__ENTRIES PROVIDED__.
== == ==
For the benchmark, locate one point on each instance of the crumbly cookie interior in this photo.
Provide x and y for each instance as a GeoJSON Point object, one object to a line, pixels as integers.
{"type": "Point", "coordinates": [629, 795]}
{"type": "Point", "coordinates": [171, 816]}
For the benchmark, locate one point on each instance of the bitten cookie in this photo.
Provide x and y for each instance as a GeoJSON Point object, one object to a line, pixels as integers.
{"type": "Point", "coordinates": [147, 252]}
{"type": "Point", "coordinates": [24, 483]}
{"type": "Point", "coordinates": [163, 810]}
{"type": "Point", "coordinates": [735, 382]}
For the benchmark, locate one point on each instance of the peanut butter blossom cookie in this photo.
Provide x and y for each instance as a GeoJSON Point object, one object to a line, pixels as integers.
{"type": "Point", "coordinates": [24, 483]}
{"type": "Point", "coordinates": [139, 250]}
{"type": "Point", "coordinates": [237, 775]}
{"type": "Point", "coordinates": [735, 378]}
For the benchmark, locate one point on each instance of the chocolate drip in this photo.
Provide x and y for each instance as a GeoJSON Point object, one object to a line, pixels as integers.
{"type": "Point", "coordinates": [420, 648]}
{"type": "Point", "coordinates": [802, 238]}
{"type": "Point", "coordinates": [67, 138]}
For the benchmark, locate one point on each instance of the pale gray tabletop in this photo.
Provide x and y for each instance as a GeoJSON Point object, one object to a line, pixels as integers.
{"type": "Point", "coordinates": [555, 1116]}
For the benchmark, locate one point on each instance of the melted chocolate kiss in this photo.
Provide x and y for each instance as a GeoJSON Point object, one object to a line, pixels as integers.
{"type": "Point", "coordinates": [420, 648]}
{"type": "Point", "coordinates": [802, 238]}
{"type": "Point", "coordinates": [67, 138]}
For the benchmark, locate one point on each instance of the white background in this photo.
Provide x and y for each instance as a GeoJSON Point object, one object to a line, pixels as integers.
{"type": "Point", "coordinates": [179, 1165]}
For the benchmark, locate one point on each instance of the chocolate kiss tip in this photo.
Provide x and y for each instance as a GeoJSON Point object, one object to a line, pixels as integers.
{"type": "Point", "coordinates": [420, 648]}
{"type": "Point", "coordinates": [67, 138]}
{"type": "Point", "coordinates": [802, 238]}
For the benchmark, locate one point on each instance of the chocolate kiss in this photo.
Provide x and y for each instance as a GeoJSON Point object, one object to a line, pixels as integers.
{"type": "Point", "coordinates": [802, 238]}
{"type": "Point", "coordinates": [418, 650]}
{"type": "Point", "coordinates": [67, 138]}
== == ==
__BRIEF__.
Copy each line of the data above without altering a single character.

__WRITTEN RESPONSE__.
For the benchmark, locate one point on each instance of the crumbly cookie interior in this photo.
Provide x and y for each instance as a GeoJSON Point object, one object to a line, pixels as integers.
{"type": "Point", "coordinates": [629, 795]}
{"type": "Point", "coordinates": [171, 816]}
For the benchmark, locate one point on each instance of the bitten cookie in this photo.
Provide x and y for each instance as a GeoJSON Point object, one object to a line, pixels as integers.
{"type": "Point", "coordinates": [147, 252]}
{"type": "Point", "coordinates": [24, 483]}
{"type": "Point", "coordinates": [163, 810]}
{"type": "Point", "coordinates": [735, 382]}
For the benchmark, locate one point on each instance of the peanut butter blossom cookie in this photo.
Provide x and y for each instance as a GeoJSON Point object, one object to a line, pixels as integers.
{"type": "Point", "coordinates": [24, 483]}
{"type": "Point", "coordinates": [139, 250]}
{"type": "Point", "coordinates": [237, 775]}
{"type": "Point", "coordinates": [735, 378]}
For the benchmark, locate one point on each instance of the chocolate drip in this photo.
Provide x and y for each instance as a GeoJSON Point object, one object to a line, pixels as integers.
{"type": "Point", "coordinates": [420, 648]}
{"type": "Point", "coordinates": [802, 238]}
{"type": "Point", "coordinates": [67, 138]}
For the benchmark, locate one point on each instance of the pale gray tabletop in this photo.
Provide x and y for each instance as a GeoJSON Point object, one object to a line, pixels as integers.
{"type": "Point", "coordinates": [555, 1116]}
For the benchmark, locate one point on each instance of the melted chocolate kiss in this photo.
Provide x and y for each instance as a GeoJSON Point object, one object to a line, pixels as integers.
{"type": "Point", "coordinates": [420, 648]}
{"type": "Point", "coordinates": [802, 238]}
{"type": "Point", "coordinates": [67, 138]}
For the benchmark, locate one point on each instance of the white background in this photo.
Provide x and y for each instance as a GeoJSON Point object, one object to a line, pixels as integers.
{"type": "Point", "coordinates": [179, 1165]}
For the benchmark, locate one point on each instance of the chocolate kiss tip in this photo.
Provide x and y for each instance as a GeoJSON Point object, one object to a line, pixels as integers.
{"type": "Point", "coordinates": [420, 648]}
{"type": "Point", "coordinates": [67, 138]}
{"type": "Point", "coordinates": [802, 238]}
For the benchmark, locate one point on each instance of the chocolate kiss in this photo.
Provide x and y for each instance as a GeoJSON Point object, one object to a line, pixels as integers.
{"type": "Point", "coordinates": [802, 238]}
{"type": "Point", "coordinates": [418, 650]}
{"type": "Point", "coordinates": [67, 138]}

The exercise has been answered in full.